Set exercise: Rewrite the material below as a numbered list, one line per item, skipping any blank lines.

═════ Material provided ═════

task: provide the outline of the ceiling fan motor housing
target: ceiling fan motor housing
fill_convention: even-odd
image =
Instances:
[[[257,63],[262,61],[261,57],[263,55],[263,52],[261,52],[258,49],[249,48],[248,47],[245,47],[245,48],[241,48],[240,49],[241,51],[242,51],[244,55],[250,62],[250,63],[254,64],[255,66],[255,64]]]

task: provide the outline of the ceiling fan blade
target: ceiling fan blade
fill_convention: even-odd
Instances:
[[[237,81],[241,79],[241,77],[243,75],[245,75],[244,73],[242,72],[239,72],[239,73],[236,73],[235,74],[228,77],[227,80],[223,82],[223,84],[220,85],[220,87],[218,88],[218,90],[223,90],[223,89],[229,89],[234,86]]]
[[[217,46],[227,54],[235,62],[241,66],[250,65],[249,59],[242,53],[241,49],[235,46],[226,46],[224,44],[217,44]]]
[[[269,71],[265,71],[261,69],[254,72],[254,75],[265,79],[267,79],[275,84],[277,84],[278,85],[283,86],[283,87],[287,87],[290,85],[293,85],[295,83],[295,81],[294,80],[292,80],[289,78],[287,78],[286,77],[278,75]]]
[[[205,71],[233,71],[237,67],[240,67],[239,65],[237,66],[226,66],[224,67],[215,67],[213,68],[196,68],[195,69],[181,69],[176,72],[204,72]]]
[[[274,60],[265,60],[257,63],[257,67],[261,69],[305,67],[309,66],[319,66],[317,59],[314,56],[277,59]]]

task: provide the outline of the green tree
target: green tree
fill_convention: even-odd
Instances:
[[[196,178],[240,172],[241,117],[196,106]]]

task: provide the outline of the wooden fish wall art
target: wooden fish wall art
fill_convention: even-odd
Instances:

═════

Answer for this exercise:
1. task: provide the outline of the ceiling fan motor housing
2. target: ceiling fan motor housing
3. fill_convention: even-odd
4. image =
5. Instances:
6. [[[257,63],[262,61],[261,57],[263,55],[263,52],[261,52],[258,49],[249,48],[248,47],[245,47],[245,48],[241,48],[240,49],[241,51],[242,51],[244,55],[250,62],[250,63],[254,64],[255,66],[255,64]]]
7. task: provide the outline of the ceiling fan blade
8. target: ceiling fan blade
9. fill_convention: even-odd
10. Instances:
11. [[[237,81],[241,79],[241,77],[243,75],[245,75],[244,73],[242,72],[239,72],[239,73],[236,73],[235,74],[228,77],[227,80],[223,82],[223,84],[220,85],[220,87],[218,88],[218,90],[223,90],[223,89],[229,89],[234,86]]]
12. [[[217,46],[227,54],[235,62],[241,66],[250,65],[249,59],[242,53],[241,49],[235,46],[226,46],[224,44],[217,44]]]
13. [[[269,71],[265,71],[261,69],[254,72],[254,75],[265,79],[267,79],[275,84],[277,84],[278,85],[283,86],[283,87],[287,87],[290,85],[293,85],[295,83],[295,81],[294,80],[292,80],[289,78],[287,78],[286,77],[278,75]]]
14. [[[205,71],[233,71],[237,67],[240,67],[239,65],[237,66],[226,66],[224,67],[215,67],[213,68],[196,68],[195,69],[181,69],[176,72],[204,72]]]
15. [[[274,60],[265,60],[257,63],[257,67],[261,69],[305,67],[309,66],[319,66],[317,59],[314,56],[277,59]]]
16. task: provide the outline of the green tree
17. target: green tree
18. fill_convention: even-odd
19. Instances:
20. [[[196,178],[240,172],[241,117],[196,106]]]
21. task: provide the outline of the wooden fish wall art
22. target: wooden fish wall art
23. fill_convention: even-odd
24. Instances:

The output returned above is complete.